→ HOW TO COMPLETE THIS TASK
Starting at the line that contains "In the photo above, each instance of the rear side", set down each line exactly until the records end, keeping both ends and adding nothing.

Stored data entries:
+===+
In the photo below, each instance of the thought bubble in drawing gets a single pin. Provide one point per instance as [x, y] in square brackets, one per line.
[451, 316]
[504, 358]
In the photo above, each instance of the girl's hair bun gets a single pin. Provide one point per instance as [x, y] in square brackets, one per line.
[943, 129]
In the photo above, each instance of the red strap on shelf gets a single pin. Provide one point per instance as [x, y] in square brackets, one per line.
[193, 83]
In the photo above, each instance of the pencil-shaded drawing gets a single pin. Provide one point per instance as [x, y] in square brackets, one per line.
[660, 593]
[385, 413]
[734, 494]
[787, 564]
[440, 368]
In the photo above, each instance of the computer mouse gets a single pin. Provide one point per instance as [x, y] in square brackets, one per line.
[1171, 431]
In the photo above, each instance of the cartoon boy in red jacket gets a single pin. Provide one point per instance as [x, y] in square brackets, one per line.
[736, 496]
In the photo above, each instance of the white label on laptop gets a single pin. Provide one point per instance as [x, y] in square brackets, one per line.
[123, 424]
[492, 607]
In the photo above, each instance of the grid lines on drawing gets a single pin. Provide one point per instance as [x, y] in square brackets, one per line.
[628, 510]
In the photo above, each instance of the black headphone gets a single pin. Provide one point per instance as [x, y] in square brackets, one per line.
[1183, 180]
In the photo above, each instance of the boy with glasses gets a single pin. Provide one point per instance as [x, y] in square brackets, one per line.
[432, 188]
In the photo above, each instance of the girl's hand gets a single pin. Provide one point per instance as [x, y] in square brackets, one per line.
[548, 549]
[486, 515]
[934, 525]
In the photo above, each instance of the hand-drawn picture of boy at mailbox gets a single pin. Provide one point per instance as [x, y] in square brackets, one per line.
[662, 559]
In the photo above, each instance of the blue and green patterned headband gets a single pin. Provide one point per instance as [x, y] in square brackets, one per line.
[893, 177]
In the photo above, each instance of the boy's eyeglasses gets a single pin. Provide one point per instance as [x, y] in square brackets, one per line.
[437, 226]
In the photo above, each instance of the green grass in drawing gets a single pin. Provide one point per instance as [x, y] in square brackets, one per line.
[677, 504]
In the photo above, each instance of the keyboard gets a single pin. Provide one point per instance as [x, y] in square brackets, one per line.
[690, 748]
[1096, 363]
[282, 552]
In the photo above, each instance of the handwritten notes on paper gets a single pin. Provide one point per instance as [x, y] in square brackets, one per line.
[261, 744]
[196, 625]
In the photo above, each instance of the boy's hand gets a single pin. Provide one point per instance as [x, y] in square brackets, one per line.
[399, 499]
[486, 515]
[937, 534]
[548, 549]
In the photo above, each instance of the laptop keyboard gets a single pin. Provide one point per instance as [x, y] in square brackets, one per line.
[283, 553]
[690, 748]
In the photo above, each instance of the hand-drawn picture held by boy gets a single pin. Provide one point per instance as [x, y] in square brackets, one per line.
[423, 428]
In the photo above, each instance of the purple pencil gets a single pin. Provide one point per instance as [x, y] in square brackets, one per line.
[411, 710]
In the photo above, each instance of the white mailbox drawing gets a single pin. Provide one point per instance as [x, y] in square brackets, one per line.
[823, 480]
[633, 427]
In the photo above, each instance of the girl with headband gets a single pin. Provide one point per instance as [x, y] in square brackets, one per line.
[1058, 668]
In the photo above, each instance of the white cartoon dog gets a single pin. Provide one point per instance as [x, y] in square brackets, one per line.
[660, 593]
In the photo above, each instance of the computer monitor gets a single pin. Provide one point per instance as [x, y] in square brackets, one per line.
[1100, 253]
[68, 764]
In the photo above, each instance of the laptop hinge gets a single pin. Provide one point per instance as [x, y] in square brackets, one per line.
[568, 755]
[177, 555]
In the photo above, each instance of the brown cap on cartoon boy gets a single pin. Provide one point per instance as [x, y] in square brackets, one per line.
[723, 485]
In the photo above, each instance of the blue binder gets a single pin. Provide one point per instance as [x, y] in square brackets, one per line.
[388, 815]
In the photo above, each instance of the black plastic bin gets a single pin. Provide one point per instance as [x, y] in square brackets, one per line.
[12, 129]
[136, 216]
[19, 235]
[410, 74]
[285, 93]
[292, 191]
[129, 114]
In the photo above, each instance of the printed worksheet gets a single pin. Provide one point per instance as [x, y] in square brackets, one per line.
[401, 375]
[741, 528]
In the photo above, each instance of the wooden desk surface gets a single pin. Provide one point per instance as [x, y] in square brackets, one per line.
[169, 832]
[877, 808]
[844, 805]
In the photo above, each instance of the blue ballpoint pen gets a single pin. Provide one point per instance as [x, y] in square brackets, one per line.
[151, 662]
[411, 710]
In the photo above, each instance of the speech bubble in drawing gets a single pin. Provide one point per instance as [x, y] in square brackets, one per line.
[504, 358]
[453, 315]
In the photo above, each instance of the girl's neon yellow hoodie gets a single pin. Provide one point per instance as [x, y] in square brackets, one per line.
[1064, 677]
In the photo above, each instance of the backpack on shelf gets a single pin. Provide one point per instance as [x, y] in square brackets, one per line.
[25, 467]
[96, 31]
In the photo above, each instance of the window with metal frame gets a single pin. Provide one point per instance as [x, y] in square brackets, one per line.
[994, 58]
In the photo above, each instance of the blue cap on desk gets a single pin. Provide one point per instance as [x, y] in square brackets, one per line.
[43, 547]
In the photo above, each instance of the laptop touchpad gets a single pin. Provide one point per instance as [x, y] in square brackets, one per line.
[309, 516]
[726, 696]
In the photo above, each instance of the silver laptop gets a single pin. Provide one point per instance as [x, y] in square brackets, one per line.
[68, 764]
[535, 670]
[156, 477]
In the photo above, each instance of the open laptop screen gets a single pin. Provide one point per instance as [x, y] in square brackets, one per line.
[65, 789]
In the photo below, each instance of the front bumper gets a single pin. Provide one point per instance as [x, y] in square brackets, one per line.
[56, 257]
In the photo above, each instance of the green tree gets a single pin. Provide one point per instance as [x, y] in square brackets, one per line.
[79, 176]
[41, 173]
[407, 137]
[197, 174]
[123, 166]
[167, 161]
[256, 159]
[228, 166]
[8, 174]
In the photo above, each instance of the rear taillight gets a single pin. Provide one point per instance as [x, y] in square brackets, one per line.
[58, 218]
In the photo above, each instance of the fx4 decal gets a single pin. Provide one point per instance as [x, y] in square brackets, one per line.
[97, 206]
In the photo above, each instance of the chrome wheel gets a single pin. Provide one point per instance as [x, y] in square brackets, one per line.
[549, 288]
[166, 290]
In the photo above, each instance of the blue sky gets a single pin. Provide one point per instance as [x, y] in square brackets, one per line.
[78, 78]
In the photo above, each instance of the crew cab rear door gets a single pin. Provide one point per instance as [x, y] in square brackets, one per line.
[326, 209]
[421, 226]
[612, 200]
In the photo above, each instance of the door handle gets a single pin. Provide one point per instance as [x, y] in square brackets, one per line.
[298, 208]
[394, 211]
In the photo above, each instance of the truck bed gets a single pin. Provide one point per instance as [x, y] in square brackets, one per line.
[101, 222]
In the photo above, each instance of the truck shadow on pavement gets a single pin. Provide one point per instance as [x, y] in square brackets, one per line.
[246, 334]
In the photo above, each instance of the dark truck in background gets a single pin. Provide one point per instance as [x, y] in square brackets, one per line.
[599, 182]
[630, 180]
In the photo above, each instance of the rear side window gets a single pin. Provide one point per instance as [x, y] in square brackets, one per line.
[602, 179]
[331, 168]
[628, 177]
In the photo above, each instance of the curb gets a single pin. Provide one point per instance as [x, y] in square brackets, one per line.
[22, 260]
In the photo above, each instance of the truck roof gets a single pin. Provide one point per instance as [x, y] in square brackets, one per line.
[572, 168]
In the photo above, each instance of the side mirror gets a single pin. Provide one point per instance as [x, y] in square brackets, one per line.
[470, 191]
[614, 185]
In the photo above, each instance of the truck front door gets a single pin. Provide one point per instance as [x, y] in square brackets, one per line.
+===+
→ TASK RESULT
In the photo above, each instance of the rear side window gets a single pin. Provide one point per instance as [x, y] in square brackets, one per line.
[602, 179]
[331, 168]
[628, 177]
In the photo above, each instance of the curb gets a single pin. Provide one point per instance as [x, y] in square brackets, one per line.
[22, 260]
In the photo above, each instance of the truck roof gets a single pin. Provide one point per instance as [x, y] in square brackets, one per line.
[572, 168]
In the photo above, each instance of the side mirror gets a single pin. Provide one point per instance as [x, y] in square brackets, one per line.
[470, 191]
[614, 185]
In the photo above, each instance of the truck front door gets a single pin. Provide one point per instance as [x, y] in square brackets, one per line.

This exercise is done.